::: 文档正文 :::

RateLimiter的 SmoothBursty(非warmup预热)及SmoothWarmingUp(预热,冷启动)

时间:2022-07-26 16:47:36

SmoothBursty

主要思想

记录 1秒内的微秒数/permitsPerSencond = 时间间隔interval,每一个interval可获得一个令牌
根据允许使用多少秒内的令牌参数,计算出maxPermits
setRate时初始化下次interval时间,及storedPermits

acquire时,计算当前nowMicros,如果大于下次interval时间时间,则更新storedPermits和下次interval时间,计算storedPermits能否满足此次acquire,如果能,则需要等待的时间为0,如果不能,则计算还需要多少微秒等待,并在非同步块外执行sleep操作

如果其他线程已经刷新了nextFreeTicketMicros,会如下情况acquire是无timeout的

Thread 1: acquire 11 -> storedPermits不能满足要求 -> waitTime = (acquire - stored) * stableIntervalMicros -> nextFreeTicketMicros += waitMicros ----->  out lock sleep
Thread 2: acquire 2 -> nowMicros < nextFreeTicketMicros , stored = 0,被线程1消耗完了 -> freshPermits = requiredPermits - storedPermitsToSpend 即 = requiredPermits -> waitTime = freshPermits * stableIntervalMicros
-> nextFreeTicketMicros += waitTime,此时的nextFreeTicketMicros包含了Thread1需要等待的时间 -------> out lock sleep a longer time

tryAquire(num,timeout)逻辑

timeoutMicros = timeout.toMicros
lock()
nowMicros = ...

::: 条目 :::

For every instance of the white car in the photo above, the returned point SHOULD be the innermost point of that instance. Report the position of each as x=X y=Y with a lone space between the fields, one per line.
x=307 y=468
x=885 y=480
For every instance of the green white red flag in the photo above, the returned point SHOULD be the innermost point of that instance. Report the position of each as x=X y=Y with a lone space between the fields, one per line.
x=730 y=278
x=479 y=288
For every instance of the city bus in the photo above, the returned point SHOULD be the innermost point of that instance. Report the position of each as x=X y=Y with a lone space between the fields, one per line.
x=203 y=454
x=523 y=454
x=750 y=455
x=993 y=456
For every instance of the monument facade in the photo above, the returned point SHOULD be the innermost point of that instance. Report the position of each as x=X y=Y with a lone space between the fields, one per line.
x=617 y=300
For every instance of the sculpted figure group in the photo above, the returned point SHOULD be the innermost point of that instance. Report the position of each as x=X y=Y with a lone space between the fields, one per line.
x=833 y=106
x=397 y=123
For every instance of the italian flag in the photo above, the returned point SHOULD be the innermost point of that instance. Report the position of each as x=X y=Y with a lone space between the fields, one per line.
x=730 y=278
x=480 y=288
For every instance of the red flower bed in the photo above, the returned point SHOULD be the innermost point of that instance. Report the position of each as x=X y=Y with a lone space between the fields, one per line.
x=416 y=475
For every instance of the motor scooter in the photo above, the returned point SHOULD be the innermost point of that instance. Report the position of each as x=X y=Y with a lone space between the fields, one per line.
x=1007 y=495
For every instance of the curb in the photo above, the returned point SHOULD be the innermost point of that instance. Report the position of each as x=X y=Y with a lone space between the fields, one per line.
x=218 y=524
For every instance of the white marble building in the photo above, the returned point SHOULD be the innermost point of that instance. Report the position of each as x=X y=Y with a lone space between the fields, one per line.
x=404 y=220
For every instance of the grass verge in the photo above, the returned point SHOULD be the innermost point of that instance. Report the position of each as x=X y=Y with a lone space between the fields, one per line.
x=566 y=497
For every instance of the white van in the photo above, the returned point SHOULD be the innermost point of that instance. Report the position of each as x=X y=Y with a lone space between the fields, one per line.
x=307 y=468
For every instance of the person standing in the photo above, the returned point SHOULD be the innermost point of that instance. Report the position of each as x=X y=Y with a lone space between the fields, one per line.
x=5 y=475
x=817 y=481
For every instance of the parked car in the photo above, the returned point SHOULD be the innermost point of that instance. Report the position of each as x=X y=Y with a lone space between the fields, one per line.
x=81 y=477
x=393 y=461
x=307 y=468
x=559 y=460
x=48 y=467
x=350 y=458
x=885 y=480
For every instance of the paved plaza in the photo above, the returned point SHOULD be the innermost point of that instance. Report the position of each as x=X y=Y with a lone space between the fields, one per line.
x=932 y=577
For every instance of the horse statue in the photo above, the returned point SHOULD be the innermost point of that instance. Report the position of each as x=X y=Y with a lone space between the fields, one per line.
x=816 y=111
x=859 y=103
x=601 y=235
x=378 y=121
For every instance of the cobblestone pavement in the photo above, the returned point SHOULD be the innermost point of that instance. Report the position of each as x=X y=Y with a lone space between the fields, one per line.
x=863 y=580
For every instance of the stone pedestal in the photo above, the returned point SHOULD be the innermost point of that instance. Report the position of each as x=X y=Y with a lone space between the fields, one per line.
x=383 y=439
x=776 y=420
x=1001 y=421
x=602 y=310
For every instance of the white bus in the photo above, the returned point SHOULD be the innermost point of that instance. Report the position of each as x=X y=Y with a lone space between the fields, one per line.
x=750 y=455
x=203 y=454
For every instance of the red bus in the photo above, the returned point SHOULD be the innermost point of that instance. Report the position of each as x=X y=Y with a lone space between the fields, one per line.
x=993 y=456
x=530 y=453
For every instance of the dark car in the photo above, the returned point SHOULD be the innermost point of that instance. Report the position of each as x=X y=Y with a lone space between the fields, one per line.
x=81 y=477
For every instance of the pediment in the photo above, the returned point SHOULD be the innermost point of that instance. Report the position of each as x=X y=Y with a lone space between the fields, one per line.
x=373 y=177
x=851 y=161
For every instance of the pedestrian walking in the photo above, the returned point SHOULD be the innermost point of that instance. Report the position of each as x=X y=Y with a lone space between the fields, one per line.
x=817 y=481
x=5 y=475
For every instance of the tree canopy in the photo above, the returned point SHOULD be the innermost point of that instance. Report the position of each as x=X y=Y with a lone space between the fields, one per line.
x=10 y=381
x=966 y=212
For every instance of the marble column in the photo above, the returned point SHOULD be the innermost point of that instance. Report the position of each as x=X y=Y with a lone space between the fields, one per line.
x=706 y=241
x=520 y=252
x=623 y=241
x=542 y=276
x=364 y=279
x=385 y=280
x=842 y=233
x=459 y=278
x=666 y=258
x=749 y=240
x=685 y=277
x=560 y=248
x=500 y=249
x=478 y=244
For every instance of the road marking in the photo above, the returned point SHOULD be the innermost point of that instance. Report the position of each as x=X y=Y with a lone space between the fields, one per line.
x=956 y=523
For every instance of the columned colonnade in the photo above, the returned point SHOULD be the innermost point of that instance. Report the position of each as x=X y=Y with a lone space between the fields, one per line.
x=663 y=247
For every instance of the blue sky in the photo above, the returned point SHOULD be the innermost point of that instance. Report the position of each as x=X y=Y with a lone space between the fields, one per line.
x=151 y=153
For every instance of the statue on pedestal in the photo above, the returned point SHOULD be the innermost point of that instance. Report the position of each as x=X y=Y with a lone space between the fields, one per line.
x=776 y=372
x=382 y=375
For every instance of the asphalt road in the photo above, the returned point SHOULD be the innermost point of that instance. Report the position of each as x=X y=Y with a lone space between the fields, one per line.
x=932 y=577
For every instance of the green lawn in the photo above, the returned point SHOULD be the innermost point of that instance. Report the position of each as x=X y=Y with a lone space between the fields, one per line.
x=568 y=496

:::
::: 条目 :::

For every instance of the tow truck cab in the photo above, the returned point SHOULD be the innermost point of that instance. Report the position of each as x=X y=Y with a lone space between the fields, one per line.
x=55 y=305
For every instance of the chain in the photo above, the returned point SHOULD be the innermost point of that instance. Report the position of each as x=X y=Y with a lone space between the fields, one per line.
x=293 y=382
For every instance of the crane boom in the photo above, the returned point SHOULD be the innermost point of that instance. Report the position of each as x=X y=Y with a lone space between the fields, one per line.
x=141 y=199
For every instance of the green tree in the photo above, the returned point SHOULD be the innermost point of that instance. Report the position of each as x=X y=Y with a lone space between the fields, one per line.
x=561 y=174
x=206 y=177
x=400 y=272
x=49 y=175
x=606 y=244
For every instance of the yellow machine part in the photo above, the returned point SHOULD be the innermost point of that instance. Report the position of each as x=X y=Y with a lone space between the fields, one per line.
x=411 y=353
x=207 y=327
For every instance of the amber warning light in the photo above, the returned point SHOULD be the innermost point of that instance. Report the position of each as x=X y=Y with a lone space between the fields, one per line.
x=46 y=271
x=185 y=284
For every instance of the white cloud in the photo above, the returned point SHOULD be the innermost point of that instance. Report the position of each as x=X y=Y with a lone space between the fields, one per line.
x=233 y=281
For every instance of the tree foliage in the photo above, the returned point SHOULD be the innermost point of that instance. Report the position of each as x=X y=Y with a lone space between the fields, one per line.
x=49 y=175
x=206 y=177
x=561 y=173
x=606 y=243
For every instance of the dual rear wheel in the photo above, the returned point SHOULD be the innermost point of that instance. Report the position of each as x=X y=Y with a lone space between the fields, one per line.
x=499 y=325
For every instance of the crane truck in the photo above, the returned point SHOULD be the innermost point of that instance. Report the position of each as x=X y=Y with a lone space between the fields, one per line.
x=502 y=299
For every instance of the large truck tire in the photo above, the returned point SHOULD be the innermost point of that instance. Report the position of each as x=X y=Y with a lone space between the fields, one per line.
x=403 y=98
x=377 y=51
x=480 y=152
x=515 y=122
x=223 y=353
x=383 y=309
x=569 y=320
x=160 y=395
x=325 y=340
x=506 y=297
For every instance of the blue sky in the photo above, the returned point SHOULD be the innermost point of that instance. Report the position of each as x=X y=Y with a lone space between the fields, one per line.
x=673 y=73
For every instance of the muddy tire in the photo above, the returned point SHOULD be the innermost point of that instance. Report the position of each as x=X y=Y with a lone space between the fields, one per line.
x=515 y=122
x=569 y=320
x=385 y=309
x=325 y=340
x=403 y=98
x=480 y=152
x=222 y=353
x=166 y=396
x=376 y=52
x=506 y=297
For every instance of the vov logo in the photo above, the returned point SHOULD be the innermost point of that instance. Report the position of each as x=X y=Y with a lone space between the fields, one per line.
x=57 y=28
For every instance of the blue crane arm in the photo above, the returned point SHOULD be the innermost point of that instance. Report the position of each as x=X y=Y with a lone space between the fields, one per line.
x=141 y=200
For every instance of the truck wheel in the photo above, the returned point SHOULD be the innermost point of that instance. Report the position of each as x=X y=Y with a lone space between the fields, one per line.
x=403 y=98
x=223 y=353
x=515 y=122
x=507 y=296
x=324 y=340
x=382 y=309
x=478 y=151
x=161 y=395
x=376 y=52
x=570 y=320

:::

待完成:
1 - 根据文档正文中的 Thread 1 与 Thread 2 示例,说明线程2为什么会在锁外睡眠更长的时间。
2 - 按照文档正文,maxPermits是根据哪个参数计算出来的?

逐题解答:
1 - 线程2执行acquire时,storedPermits已被线程1消耗完(stored = 0),所需许可全部算作freshPermits,等待时间为freshPermits * stableIntervalMicros。这段时间累加到的nextFreeTicketMicros已经包含了线程1需要等待的时间,因此线程2在锁外要睡眠更长的时间。

2 - 根据"允许使用多少秒内的令牌"这一参数计算出来。